Saved data entries:

********************

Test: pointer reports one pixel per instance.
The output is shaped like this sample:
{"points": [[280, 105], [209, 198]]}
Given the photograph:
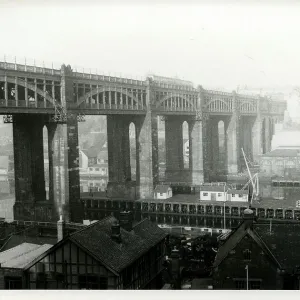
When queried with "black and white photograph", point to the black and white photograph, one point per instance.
{"points": [[149, 145]]}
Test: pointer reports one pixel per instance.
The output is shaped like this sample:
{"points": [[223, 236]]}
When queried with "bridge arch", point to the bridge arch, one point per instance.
{"points": [[170, 97], [247, 107], [105, 89], [217, 104], [29, 86]]}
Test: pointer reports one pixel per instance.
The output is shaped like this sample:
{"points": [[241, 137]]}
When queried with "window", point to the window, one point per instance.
{"points": [[13, 283], [92, 282], [240, 285], [247, 254], [255, 285]]}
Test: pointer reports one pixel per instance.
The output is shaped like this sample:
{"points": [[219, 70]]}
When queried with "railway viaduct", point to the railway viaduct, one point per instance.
{"points": [[32, 98]]}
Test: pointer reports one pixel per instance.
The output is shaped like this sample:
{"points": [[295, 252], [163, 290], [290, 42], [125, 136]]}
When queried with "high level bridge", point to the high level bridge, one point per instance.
{"points": [[33, 97]]}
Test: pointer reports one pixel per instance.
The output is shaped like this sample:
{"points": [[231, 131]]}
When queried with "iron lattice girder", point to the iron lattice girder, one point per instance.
{"points": [[7, 119], [61, 115]]}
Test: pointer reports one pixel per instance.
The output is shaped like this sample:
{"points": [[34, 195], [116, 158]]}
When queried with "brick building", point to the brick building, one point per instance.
{"points": [[281, 162], [103, 255], [270, 252]]}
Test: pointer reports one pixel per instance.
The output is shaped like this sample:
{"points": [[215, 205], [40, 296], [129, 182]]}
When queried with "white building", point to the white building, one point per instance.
{"points": [[212, 192], [163, 192]]}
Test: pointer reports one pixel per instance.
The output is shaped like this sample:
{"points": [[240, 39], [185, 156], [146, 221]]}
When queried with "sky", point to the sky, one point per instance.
{"points": [[214, 45]]}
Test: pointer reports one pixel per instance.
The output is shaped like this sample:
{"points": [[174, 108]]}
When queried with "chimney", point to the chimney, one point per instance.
{"points": [[175, 268], [60, 229], [115, 232], [248, 217], [126, 220]]}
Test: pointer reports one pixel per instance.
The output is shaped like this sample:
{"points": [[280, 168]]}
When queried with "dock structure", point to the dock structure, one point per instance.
{"points": [[187, 210]]}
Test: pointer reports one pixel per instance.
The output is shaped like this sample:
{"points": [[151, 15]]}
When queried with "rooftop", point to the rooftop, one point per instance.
{"points": [[162, 188], [116, 255], [280, 241], [21, 255]]}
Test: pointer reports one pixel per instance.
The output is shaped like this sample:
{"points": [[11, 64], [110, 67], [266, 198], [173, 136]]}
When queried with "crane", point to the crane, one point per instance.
{"points": [[253, 180]]}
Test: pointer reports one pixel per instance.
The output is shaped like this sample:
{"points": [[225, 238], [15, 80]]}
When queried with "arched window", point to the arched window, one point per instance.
{"points": [[132, 139], [46, 161], [247, 254], [186, 144]]}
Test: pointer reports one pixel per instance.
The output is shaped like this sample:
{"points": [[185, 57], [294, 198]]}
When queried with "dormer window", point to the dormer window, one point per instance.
{"points": [[247, 254]]}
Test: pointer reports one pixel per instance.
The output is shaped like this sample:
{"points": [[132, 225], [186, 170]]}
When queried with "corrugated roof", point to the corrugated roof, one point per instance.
{"points": [[212, 188], [161, 188], [284, 242], [16, 240], [243, 192], [282, 152], [20, 256], [96, 238], [4, 162]]}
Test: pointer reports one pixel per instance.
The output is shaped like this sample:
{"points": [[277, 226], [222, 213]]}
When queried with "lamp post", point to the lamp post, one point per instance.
{"points": [[247, 277], [224, 209]]}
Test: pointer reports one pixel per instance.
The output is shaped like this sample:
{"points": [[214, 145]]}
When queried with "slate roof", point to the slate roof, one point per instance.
{"points": [[236, 236], [161, 188], [283, 242], [21, 255], [96, 239]]}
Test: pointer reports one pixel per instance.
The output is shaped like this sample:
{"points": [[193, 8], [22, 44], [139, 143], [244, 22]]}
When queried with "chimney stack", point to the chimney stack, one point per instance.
{"points": [[115, 232], [60, 229], [126, 220], [248, 217], [175, 268]]}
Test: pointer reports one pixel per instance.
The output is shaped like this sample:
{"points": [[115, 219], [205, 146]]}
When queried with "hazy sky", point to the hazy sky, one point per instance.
{"points": [[212, 45]]}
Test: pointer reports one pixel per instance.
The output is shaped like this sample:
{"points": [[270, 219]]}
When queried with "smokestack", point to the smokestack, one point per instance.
{"points": [[115, 233], [126, 220], [60, 228]]}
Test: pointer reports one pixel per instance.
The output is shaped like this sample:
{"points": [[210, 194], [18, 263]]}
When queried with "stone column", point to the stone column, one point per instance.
{"points": [[22, 160], [147, 149], [29, 165], [256, 138], [119, 169], [196, 151], [174, 148], [233, 139], [214, 147], [64, 183], [268, 136]]}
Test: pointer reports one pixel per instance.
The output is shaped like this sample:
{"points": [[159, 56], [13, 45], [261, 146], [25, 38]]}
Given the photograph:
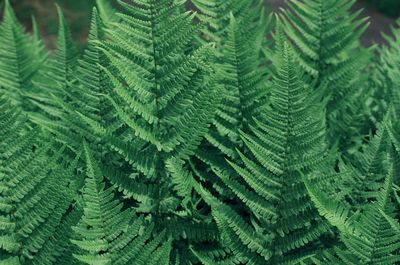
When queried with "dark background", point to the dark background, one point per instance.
{"points": [[382, 14]]}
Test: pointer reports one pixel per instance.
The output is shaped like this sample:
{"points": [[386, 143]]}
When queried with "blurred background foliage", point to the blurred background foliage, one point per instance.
{"points": [[77, 13], [388, 7]]}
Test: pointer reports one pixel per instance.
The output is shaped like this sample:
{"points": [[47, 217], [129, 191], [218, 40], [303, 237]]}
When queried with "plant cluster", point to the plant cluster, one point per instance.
{"points": [[227, 136]]}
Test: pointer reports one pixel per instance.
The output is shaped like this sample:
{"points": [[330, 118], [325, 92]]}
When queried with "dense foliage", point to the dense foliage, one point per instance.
{"points": [[228, 135]]}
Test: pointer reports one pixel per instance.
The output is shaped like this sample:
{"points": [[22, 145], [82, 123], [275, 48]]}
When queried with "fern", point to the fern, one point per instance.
{"points": [[20, 58], [107, 234], [36, 191], [369, 237], [223, 136], [269, 184], [158, 102], [326, 36], [56, 77]]}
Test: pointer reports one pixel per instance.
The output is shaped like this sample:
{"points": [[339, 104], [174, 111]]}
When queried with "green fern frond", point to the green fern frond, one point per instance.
{"points": [[20, 58], [369, 237], [288, 138], [107, 233], [107, 11], [35, 190], [57, 77]]}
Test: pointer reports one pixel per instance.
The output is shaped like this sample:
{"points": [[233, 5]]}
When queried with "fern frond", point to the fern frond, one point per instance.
{"points": [[369, 237], [20, 58], [35, 189], [107, 233], [288, 138]]}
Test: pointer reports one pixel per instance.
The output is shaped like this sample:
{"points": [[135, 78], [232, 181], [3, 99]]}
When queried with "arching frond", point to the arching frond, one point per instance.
{"points": [[109, 234], [20, 58], [36, 192]]}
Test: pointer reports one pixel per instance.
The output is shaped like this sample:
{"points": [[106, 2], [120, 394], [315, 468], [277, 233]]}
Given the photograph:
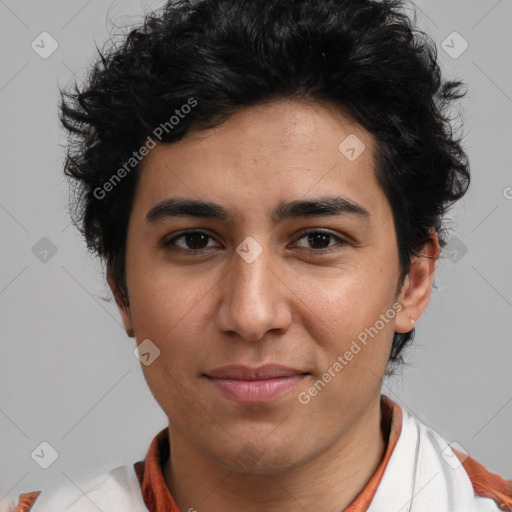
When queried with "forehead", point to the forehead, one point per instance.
{"points": [[264, 155]]}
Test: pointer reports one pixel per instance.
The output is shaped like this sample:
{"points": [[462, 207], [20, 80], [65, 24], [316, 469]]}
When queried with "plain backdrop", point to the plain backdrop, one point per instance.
{"points": [[68, 376]]}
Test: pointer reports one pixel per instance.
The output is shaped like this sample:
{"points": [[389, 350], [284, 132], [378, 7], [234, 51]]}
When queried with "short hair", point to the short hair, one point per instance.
{"points": [[362, 56]]}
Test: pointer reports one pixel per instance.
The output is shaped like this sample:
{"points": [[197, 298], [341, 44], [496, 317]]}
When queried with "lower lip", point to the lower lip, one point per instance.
{"points": [[254, 391]]}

********************

__Problem requirements__: Show each line from the rows above that contains the word "bridge", copying every such line in full.

__Finished exercise__:
When queried with "bridge arch", point to the bridge arch, one point per instance.
When queried with "high level bridge", point to the high level bridge, one point per instance.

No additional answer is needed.